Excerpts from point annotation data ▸
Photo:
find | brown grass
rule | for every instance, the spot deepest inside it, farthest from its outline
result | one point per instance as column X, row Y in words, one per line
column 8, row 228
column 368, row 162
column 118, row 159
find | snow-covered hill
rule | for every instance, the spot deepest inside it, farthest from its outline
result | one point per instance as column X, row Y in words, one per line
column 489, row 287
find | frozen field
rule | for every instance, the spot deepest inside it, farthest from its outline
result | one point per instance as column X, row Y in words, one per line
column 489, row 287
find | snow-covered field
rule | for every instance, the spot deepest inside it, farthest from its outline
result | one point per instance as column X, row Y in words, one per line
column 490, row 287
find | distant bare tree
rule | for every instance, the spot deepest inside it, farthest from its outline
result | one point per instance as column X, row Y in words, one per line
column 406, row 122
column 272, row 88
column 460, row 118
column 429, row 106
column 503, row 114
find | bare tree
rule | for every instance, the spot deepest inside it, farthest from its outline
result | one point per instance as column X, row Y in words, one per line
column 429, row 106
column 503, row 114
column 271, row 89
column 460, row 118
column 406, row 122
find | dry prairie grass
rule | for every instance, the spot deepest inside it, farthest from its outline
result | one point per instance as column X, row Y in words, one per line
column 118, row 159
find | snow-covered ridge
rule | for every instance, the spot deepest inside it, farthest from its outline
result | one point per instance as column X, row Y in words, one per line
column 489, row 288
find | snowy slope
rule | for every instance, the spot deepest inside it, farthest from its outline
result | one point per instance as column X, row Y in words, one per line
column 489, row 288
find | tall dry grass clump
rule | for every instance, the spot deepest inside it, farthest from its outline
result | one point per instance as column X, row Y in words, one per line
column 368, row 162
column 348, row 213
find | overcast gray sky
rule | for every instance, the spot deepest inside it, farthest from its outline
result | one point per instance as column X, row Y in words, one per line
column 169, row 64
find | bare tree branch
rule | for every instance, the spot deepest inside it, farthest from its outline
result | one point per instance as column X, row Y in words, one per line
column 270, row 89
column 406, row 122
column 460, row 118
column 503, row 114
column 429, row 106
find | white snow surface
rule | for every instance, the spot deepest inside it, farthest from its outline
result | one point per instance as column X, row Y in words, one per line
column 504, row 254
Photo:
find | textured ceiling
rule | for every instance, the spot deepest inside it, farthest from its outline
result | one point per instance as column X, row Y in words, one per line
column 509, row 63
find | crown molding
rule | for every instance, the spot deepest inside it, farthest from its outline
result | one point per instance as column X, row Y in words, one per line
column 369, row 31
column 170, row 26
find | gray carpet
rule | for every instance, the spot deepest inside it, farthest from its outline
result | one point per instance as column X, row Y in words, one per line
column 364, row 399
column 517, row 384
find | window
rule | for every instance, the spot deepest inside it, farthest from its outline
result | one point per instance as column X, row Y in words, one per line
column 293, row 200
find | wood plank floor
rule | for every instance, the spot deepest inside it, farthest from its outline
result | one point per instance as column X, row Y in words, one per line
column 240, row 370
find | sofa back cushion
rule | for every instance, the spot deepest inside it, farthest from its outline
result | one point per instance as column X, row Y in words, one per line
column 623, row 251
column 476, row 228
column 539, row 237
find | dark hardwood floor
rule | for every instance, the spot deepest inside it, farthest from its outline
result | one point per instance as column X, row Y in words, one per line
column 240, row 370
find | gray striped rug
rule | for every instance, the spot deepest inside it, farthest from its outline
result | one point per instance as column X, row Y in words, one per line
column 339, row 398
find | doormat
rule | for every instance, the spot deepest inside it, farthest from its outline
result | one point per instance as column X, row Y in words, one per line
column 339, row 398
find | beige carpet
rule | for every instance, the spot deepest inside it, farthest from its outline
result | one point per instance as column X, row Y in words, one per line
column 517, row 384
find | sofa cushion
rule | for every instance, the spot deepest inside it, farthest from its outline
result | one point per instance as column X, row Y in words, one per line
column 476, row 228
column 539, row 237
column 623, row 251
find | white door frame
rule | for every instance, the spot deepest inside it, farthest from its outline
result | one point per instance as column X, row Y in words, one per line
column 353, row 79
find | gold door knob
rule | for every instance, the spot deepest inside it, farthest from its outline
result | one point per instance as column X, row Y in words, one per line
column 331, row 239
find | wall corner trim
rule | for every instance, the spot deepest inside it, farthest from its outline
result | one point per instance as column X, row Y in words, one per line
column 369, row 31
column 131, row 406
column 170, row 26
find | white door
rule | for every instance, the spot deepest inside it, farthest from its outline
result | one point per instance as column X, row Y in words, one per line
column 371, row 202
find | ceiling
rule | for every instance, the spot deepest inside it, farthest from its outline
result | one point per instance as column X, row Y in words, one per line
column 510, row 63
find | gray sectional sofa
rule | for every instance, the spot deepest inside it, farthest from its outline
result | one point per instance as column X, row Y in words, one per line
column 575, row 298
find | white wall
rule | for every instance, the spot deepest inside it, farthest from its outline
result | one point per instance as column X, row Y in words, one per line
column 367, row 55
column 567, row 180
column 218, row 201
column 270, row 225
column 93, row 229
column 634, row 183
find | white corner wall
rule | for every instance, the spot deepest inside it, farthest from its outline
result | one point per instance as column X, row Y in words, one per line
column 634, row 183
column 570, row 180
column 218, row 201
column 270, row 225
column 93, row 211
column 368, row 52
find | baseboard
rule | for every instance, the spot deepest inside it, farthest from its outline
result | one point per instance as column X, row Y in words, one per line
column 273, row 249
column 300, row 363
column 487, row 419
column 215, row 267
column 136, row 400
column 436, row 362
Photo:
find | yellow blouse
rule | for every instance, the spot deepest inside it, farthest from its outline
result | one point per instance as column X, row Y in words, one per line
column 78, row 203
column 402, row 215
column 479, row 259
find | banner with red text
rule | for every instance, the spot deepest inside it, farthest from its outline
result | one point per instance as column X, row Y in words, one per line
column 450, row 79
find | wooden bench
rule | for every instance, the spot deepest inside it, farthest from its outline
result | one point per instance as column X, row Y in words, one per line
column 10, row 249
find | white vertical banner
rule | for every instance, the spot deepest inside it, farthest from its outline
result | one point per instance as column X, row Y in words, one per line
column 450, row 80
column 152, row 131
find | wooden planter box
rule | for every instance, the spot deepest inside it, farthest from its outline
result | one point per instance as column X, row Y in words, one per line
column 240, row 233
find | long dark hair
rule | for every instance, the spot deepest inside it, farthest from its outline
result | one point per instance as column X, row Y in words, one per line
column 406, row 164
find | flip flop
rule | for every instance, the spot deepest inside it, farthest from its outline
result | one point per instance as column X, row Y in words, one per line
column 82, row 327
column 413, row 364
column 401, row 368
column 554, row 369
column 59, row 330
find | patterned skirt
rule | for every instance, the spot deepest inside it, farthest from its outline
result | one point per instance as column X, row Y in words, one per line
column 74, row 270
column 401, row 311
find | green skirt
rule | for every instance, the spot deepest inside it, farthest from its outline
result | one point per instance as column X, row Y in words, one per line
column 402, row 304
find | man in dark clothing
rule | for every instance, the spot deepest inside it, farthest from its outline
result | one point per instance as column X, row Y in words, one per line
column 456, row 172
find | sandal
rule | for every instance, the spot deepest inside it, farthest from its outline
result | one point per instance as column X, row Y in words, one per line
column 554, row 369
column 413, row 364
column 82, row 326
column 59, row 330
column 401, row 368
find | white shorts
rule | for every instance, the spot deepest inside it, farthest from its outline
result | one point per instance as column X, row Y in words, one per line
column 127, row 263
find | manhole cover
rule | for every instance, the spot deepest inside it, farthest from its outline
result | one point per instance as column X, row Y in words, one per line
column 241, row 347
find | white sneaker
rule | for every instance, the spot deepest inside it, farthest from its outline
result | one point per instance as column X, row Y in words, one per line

The request ▸ Reproduce word for word the lines of the entries from the line containing "find | white sneaker" through the end of the entries, both ends included.

Full response ▸
find | white sneaker
rule | for every instance, the spot deepest inside it, farthest from its outline
result | one point per instance as column X, row Y in words, one per line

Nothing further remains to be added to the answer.